→ What is required: Below are the entries; output exactly the lines from the one containing "the metal clip" through the final line, inclusive.

→ Data rows:
———

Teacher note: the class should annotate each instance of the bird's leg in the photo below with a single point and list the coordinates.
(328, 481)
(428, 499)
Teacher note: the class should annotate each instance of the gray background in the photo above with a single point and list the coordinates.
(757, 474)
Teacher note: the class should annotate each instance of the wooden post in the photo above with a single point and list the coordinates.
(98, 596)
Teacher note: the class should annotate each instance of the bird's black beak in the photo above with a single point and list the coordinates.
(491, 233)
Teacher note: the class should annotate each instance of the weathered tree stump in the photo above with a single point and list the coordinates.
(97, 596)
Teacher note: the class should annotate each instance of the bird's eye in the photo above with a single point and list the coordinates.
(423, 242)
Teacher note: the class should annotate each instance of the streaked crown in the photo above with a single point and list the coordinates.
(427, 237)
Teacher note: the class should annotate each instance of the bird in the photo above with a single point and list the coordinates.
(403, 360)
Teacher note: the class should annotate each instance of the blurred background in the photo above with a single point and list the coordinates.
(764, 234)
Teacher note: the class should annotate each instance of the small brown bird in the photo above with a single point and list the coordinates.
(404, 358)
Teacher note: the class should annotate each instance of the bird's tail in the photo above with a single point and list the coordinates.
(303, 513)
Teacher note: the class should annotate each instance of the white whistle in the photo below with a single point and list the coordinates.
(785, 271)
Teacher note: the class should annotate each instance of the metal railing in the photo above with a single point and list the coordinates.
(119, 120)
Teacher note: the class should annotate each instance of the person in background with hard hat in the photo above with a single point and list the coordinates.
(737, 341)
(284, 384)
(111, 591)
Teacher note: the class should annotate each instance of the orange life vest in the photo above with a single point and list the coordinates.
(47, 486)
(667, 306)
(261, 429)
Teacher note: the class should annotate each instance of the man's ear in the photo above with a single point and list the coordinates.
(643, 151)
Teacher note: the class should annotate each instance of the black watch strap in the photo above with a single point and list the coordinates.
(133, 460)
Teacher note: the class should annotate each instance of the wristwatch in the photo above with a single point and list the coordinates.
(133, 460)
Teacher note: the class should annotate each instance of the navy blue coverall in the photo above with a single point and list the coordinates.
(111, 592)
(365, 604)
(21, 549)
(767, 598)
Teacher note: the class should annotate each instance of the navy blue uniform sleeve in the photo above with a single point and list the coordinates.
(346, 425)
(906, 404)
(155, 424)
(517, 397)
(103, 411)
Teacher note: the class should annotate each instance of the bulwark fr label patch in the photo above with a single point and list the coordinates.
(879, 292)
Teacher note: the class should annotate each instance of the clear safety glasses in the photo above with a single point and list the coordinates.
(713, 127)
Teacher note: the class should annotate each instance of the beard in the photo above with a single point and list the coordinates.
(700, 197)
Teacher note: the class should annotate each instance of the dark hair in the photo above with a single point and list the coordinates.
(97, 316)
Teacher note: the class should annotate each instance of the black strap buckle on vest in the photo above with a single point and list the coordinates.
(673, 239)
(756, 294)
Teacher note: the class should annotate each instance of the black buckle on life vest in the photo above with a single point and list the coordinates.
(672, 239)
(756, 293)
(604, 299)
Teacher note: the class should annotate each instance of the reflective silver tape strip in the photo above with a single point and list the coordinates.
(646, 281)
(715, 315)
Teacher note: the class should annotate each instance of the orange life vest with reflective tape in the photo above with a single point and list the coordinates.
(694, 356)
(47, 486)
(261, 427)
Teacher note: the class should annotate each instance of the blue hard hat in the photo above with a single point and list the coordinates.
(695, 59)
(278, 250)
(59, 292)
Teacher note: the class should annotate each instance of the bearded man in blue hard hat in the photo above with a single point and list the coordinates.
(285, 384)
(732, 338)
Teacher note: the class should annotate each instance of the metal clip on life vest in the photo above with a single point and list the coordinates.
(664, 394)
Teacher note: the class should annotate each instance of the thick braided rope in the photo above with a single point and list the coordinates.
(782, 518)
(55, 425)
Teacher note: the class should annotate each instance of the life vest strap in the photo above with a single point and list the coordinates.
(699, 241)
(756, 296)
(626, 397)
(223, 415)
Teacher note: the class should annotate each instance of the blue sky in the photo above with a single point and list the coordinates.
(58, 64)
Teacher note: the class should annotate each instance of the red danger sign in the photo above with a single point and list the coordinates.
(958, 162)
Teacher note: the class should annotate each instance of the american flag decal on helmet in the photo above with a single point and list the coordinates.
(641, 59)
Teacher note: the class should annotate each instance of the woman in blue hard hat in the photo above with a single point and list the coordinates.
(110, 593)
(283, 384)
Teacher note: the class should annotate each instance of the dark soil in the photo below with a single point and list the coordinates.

———

→ Solution for this problem:
Teacher note: the class should annotate each instance of the metal clip on life vest in the photo above with a single point and list the coordinates.
(664, 394)
Teacher note: the class should annotate each instance of the thick braided rope in the photo above with a single point and list the coordinates.
(782, 518)
(55, 425)
Teacher note: the class should annotate each instance of the life vest strap in the photo above with a single point and list the coordinates.
(699, 241)
(756, 296)
(626, 397)
(223, 415)
Teacher note: the class should annotate each instance of the blue sky in the photo above with a single point and list the coordinates.
(58, 64)
Teacher note: the class should annotate each instance of the red danger sign in the photo above with a single point and list the coordinates.
(958, 162)
Teacher note: the class should annotate each instance of the american flag decal on helmet in the photo above with a single point and list the coordinates.
(641, 59)
Teacher note: the class should annotate each instance of the woman in blue hard hat in the photo above with a single point and list the coordinates.
(110, 593)
(283, 384)
Teacher note: the class should annotate each instance of the dark soil in the photo below with a single point and list the coordinates.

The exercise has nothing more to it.